RECORDS TO USE:
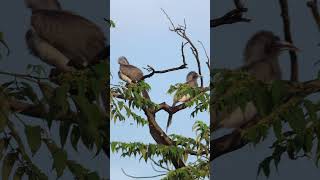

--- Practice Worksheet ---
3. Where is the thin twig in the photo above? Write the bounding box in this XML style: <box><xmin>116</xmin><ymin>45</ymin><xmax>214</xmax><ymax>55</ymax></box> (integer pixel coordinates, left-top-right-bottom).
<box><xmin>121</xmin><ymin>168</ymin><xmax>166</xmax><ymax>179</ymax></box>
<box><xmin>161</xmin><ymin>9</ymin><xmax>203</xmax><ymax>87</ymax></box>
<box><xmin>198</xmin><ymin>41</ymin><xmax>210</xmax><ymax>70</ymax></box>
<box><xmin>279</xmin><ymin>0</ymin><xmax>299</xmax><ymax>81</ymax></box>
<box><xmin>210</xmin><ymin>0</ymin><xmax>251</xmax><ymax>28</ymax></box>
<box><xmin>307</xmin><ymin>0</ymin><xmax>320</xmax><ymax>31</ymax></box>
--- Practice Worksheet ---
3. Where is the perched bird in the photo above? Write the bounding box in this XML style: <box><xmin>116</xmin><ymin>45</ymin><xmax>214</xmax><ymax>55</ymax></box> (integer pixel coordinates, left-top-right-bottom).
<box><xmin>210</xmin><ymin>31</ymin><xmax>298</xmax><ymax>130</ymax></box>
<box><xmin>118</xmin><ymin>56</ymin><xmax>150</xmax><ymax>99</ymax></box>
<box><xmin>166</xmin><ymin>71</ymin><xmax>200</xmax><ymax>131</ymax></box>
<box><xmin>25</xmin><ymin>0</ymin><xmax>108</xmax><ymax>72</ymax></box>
==
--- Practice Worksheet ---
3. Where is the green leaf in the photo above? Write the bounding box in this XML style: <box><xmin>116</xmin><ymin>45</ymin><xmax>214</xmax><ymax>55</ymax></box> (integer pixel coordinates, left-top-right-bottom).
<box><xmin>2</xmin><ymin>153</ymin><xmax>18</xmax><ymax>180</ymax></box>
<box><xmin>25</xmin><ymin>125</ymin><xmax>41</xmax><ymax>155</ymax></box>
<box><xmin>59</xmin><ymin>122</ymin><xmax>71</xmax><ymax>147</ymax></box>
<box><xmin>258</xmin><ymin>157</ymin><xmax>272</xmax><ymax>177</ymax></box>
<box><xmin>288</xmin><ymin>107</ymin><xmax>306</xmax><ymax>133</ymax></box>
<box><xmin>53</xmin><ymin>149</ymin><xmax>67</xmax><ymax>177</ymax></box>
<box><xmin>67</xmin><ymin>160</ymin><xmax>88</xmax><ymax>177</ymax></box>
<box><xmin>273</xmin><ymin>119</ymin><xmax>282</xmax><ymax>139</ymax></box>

GOAL: Collect every line in the records above that contains the string "pixel", treating uppercase and lowercase letters as different.

THE OUTPUT:
3. Where is the thin twig in the photo above? Write the bounding box in this XML style: <box><xmin>116</xmin><ymin>45</ymin><xmax>214</xmax><ymax>55</ymax></box> (integer pixel coordinates, left-top-right-bottom).
3. Where is the perched bird in the photo above? Write the bounding box in this XML style: <box><xmin>116</xmin><ymin>45</ymin><xmax>214</xmax><ymax>55</ymax></box> (integer pixel coordinates, left-top-right-bottom).
3. Where is the green leaf in the photo above? Write the bounding box in this XML style: <box><xmin>116</xmin><ymin>45</ymin><xmax>214</xmax><ymax>55</ymax></box> (integer pixel coordinates, left-top-right-bottom).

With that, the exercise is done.